··· PASSAGE TO READ ···

The 3Blue1Brown YouTube channel does black backgrounds really well
 
ccool @MikeMiller thanks
 
or this red theme
which one?
 
@meow-mix Make the lines thicker, it's really hard to see them
And brighter
 
brighter?! they're pure white :P
 
Not the red one
 
@meow-mix add some element of green; green is naturally brighter to the eye
 
@meow-mix But you're right, I think it's not as important as just making them thicker
 
3:05 AM
@DHMO I'm too tired to do proofs idk :(
 
so which would you guys like more
red, green, or blue?
 
@GFauxPas but you can make my proof tidier
green is brightest to the eye
because of evolutionary reasons
 
Maybe tomorrow
 
doesn't mean its a better color :P
 
Did you guys read about how people might not have perceived blue the way we do as recent as several centuries ago?
It's so weird
 
3:07 AM
Yeah, lots of people don't believe that
Did they reference the "winedark sea" thing?
 
So many languages didn't have a word for "blue"
 
@GFauxPas I assume that this used the fact that the Greeks called the sky "bronze"
 
Didn't? Don't
 
The main argument was the lack of the word for it
 
I think this isn't a problem of perception, but a problem of necessity.
 
3:08 AM
@GFauxPas But they've tested monolingual speakers who don't have words for certain colors. They see them just the same way we do
 
How many things in nature, especially in certain regions, are blue besides the sky?
 
They cited a study with results to the contrary
 
There are some languages that just have languages for black and white (or, rather, "light" colors and "dark" colors) and can't distinguish beyond that
@GFauxPas That study is in the minority
 
did you know that brightness is logarithmic
 
Most things are
Or, rather, our perception of them is
 
3:10 AM
and that the color gray on your computer screen is only 25% the brightness of white
 
The concept of linguistic relativity concerns the relationship between language and thought, specifically whether language influences thought, and, if so, how. This question has led to research in multiple disciplines—especially anthropology, cognitive science, linguistics, and philosophy. Among the most popular and controversial theories in this area of scholarly work is the theory of linguistic relativity (also known as the Sapir–Whorf hypothesis). An often-cited "strong version" of the claim, first given by Lenneberg in 1953, proposes that language structure determines how we perceive the world...
It's also worth it to note that perception changes like that are highly unlikely to crop up as a result of evolutionary changes, especially considering the timescale, and how many different cultures from parts of the world with very little direct contact with each other eventually gave blue its own word.
The Greeks called the sky "bronze" not because it didn't look blue to them, but because they didn't use "bronze" so much as a color. There was something more to it--likely its brightness (akin to a gleaming bronze shield, for example).
Also, as near as we can tell, the makeup of our cones hasn't changed in a long, long time--we share our trichromatic nature with many animals. However, some people are born as tetrachromats.

··· DATA SECTION ···

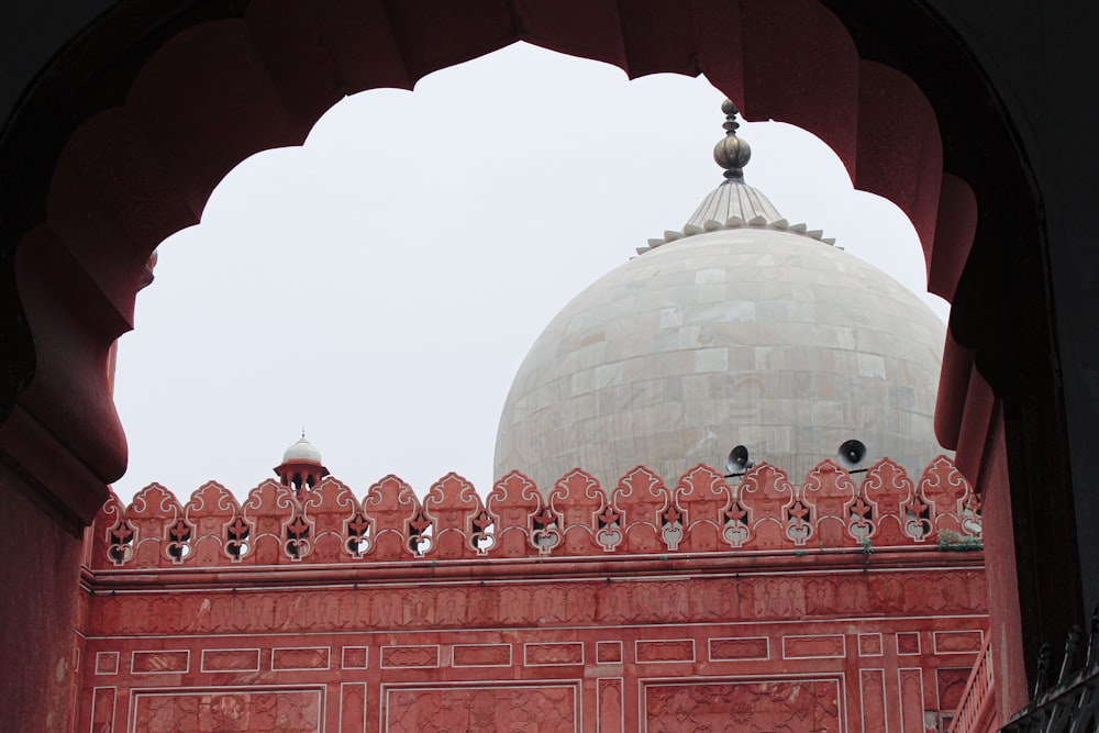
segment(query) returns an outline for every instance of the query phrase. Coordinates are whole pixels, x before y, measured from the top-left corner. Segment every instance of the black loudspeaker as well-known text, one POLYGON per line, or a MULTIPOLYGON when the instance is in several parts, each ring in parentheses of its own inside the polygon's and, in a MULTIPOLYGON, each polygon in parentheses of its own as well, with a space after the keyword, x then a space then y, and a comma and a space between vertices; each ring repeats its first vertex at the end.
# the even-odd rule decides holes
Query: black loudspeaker
POLYGON ((752 468, 752 466, 755 466, 755 462, 748 460, 748 449, 743 445, 737 445, 730 451, 729 457, 725 458, 725 470, 731 476, 743 474, 748 468, 752 468))
POLYGON ((866 458, 866 446, 862 441, 844 441, 835 454, 836 460, 844 468, 851 470, 866 458))

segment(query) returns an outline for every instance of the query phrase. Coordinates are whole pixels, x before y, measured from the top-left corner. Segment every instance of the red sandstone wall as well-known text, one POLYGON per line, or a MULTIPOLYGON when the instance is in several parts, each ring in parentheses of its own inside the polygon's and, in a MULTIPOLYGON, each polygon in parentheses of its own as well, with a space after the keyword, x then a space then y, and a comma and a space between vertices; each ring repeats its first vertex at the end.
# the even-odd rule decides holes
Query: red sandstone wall
POLYGON ((945 458, 153 485, 92 527, 77 730, 922 733, 985 638, 981 553, 937 544, 976 509, 945 458))

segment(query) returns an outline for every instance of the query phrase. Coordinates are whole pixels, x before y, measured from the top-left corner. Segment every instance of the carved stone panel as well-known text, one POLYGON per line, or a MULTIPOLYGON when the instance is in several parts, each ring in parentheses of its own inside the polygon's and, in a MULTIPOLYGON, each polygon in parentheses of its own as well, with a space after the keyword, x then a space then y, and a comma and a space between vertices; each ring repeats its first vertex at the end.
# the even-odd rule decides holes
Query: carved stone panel
POLYGON ((218 689, 133 695, 133 733, 321 731, 321 690, 218 689))
POLYGON ((840 700, 835 679, 652 684, 645 723, 650 733, 842 731, 840 700))
POLYGON ((578 690, 573 685, 395 687, 385 691, 390 733, 452 731, 579 731, 578 690), (445 721, 445 729, 440 722, 445 721))

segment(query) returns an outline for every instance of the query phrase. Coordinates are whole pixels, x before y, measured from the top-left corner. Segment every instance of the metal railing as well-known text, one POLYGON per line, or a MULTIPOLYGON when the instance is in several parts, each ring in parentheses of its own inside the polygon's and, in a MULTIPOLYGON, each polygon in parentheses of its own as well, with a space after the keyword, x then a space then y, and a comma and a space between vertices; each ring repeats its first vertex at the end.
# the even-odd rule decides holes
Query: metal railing
POLYGON ((988 730, 989 708, 996 704, 996 678, 992 673, 991 634, 985 637, 977 664, 962 691, 962 702, 947 733, 981 733, 988 730))
POLYGON ((1065 642, 1057 681, 1050 687, 1050 644, 1039 654, 1034 698, 1011 717, 1001 733, 1099 733, 1099 604, 1091 613, 1084 666, 1074 671, 1080 651, 1080 630, 1074 626, 1065 642))

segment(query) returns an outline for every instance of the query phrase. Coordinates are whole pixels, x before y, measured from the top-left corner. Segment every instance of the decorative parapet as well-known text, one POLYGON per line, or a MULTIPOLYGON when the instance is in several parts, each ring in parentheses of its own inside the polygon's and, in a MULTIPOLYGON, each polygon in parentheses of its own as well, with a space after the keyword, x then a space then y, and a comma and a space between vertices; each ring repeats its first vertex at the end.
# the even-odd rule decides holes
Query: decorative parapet
POLYGON ((92 570, 843 548, 868 555, 936 543, 979 547, 980 503, 940 456, 918 481, 888 458, 862 481, 823 460, 800 485, 766 463, 732 484, 700 464, 671 488, 639 466, 610 491, 578 468, 545 491, 512 471, 484 499, 456 474, 422 500, 396 476, 362 500, 332 477, 300 499, 267 480, 243 503, 217 482, 186 504, 151 484, 129 507, 111 495, 90 532, 92 570))

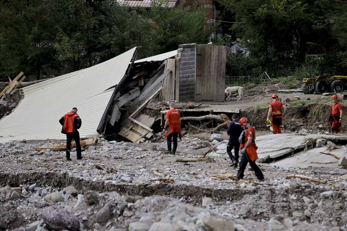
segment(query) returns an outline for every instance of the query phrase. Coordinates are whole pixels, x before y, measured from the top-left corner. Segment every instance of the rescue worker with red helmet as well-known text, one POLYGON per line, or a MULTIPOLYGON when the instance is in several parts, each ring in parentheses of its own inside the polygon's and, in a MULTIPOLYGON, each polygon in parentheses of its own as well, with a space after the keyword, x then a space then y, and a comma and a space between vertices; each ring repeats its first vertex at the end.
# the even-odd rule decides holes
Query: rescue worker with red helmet
POLYGON ((258 181, 264 181, 263 172, 255 164, 255 160, 258 159, 257 149, 258 147, 255 145, 255 131, 254 128, 248 123, 248 119, 245 117, 240 119, 240 125, 245 130, 241 133, 239 139, 240 143, 241 157, 240 161, 240 168, 237 172, 237 179, 243 178, 244 172, 247 163, 249 163, 251 167, 254 170, 258 181))
POLYGON ((273 94, 271 98, 272 98, 272 101, 270 103, 266 121, 271 123, 273 128, 274 134, 280 134, 281 133, 281 123, 282 122, 282 117, 287 111, 287 107, 283 103, 278 100, 278 96, 277 94, 273 94), (283 108, 283 112, 281 111, 282 108, 283 108), (270 119, 270 115, 272 115, 271 120, 270 119))
POLYGON ((342 105, 338 101, 338 99, 336 95, 333 95, 331 98, 334 102, 331 106, 331 114, 329 118, 331 125, 331 131, 334 133, 339 133, 339 128, 342 122, 342 105))

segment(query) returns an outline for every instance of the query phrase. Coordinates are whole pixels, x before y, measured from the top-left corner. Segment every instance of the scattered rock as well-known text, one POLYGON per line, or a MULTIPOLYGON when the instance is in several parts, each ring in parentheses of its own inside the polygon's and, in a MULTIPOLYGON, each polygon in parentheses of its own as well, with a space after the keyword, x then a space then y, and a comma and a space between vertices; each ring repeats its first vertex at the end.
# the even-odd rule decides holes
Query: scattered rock
POLYGON ((95 214, 95 219, 98 223, 106 222, 110 219, 110 207, 105 205, 95 214))
POLYGON ((77 217, 60 206, 50 206, 45 209, 42 216, 43 221, 52 229, 71 231, 79 229, 79 220, 77 217))
POLYGON ((72 185, 65 187, 63 189, 63 192, 64 194, 69 194, 73 195, 77 195, 78 193, 76 188, 72 185))
POLYGON ((293 227, 293 222, 289 218, 278 216, 269 221, 269 231, 290 230, 293 227))
POLYGON ((61 197, 61 195, 60 195, 60 194, 57 192, 48 194, 45 197, 45 199, 49 202, 53 203, 62 201, 64 200, 63 198, 61 197))
POLYGON ((98 193, 94 191, 88 191, 86 192, 84 194, 83 199, 85 203, 90 205, 99 203, 98 193))

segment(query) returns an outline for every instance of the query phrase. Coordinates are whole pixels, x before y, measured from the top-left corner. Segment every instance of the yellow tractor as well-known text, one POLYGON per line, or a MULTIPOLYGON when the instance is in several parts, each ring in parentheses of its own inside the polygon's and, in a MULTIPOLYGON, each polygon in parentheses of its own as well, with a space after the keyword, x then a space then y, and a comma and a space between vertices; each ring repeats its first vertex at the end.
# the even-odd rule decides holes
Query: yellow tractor
POLYGON ((325 92, 341 92, 347 89, 347 76, 333 75, 323 73, 322 57, 317 55, 310 55, 306 57, 306 72, 308 77, 304 78, 303 92, 305 94, 325 92), (311 74, 311 62, 314 60, 317 65, 315 71, 317 74, 311 74))

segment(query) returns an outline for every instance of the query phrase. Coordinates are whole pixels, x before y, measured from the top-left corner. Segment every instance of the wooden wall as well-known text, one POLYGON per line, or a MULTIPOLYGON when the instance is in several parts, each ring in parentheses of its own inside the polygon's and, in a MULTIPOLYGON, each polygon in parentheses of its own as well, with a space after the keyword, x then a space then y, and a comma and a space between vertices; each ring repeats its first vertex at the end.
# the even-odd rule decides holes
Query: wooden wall
POLYGON ((196 45, 195 101, 224 101, 225 65, 230 48, 196 45))
POLYGON ((179 65, 178 59, 168 59, 167 60, 164 69, 166 70, 167 68, 170 68, 172 71, 163 81, 163 90, 159 96, 161 99, 179 101, 179 65))

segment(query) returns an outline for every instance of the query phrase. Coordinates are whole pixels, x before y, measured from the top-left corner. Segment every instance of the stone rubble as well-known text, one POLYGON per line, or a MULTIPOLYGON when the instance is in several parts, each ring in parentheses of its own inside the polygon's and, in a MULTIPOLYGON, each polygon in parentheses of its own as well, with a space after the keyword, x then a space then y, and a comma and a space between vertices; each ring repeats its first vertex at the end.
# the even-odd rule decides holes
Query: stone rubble
POLYGON ((82 161, 73 150, 72 161, 64 151, 35 150, 61 141, 1 144, 0 230, 347 230, 345 169, 260 166, 267 180, 259 183, 249 166, 242 181, 211 178, 236 174, 225 153, 175 162, 210 151, 209 138, 184 137, 173 155, 163 153, 164 140, 101 137, 82 161), (191 148, 200 145, 206 147, 191 148), (327 183, 286 177, 293 174, 327 183))

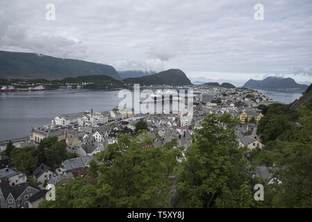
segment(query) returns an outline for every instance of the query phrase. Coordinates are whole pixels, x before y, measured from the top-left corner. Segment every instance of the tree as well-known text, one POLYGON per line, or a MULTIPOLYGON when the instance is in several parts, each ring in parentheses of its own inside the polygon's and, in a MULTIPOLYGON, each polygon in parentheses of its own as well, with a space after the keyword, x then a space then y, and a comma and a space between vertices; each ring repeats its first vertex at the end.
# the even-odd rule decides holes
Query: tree
POLYGON ((136 132, 138 133, 140 132, 140 130, 147 130, 148 129, 148 126, 147 126, 147 123, 143 121, 139 121, 138 123, 136 123, 136 132))
POLYGON ((35 147, 15 148, 11 152, 11 164, 17 170, 29 175, 38 166, 38 157, 35 147))
POLYGON ((142 141, 117 135, 90 162, 86 177, 56 189, 56 201, 42 207, 168 207, 172 185, 168 176, 177 166, 181 151, 165 147, 142 148, 142 141), (92 184, 90 180, 95 178, 92 184))
POLYGON ((249 123, 256 123, 256 118, 254 118, 254 117, 252 117, 252 118, 250 118, 249 123))
POLYGON ((11 152, 15 146, 13 146, 10 140, 8 141, 8 144, 6 144, 6 150, 4 151, 4 155, 7 157, 11 156, 11 152))
POLYGON ((179 171, 177 206, 250 207, 252 171, 245 157, 246 149, 238 148, 238 123, 229 114, 204 119, 179 171))
POLYGON ((57 137, 44 138, 37 148, 39 164, 44 163, 54 166, 69 158, 64 142, 60 142, 57 137))

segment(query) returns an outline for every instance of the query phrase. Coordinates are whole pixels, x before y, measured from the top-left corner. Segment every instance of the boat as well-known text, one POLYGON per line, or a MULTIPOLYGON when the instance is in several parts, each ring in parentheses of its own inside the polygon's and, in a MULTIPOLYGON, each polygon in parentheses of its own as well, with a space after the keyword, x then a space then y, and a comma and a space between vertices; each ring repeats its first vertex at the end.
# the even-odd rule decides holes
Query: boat
POLYGON ((31 89, 31 91, 42 91, 42 90, 44 90, 44 87, 41 85, 40 86, 36 86, 35 87, 33 87, 33 89, 31 89))
POLYGON ((2 88, 0 89, 0 92, 15 92, 16 89, 13 86, 9 86, 8 88, 7 86, 3 86, 2 88))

···

→ **WHAT THIS TASK INVOLVES**
Continue the chat thread about color perception from its last message. The entries aren't needed for this.

→ **OUTPUT FOR THIS TASK**
And wine, despite its redness, has a certain way of reflecting light that is similar to the dark waters of the ocean
Hence "winedark" — not the color, but the way it shines when lit
Or something similar
 
@AkivaWeinberger The weirdest thing to me about all of this is how convincing the Berlin-Kay hypothesis is.
 
I'm imagining you'd need to look at a barrel of wine to see it
 
Why can't you get a badge for accepting your own answer? It seems to me you should get something for it...
 
3:19 AM
@DHMO I just had a thought
maybe you can use the other form of induction
 
That is, I wonder why it would be that red is one of the first colors distinguished. Possibly blood?
 
@Fargle Is that the one that says that it doesn't much depend on the language?
 
"let $x$ be the smallest number that is not equal to $a$ and is neither $a < x$ nor $x < a$
 
or culture?
 
@GFauxPas "smallest" is circular
 
3:20 AM
oh
isn't it equivalent to induction
 
@AkivaWeinberger Yeah. That there's generally a hierarchy--B/W are named first, then red, then yellow/green, then blue, then brown, then others
 
I guess it is
lol
 
Pas pas fizz fizz
Oh what a relief it is
 
what's the name of that form anyway
it has a name
 
It's interesting how English distinguishes between bright and dark red (that is, "red" and "pink") but not bright and dark blue (though Russian does — it doesn't have one word that means "blue," but rather two words that mean "light blue" and "dark blue")
 
3:22 AM
well-ordering principle
that was it
 
Also, Vietnamese doesn't distinguish between green and blue.
(It's been translated as "grue.")
 
@AkivaWeinberger Does Russian distinguish between light and dark red?
 
So the sky and the grass are the same color in Vietnam.
 
That doesn't mean one can't distinguish between them in Vietnamese, but you use adjectives to do it: "leaf grue" and "ocean grue"
@JessyCat Only in the same way that a light blue object and a dark blue object are "the same color"
 
Okay, so that means that Vietnamese kids don't draw extremely boring pictures.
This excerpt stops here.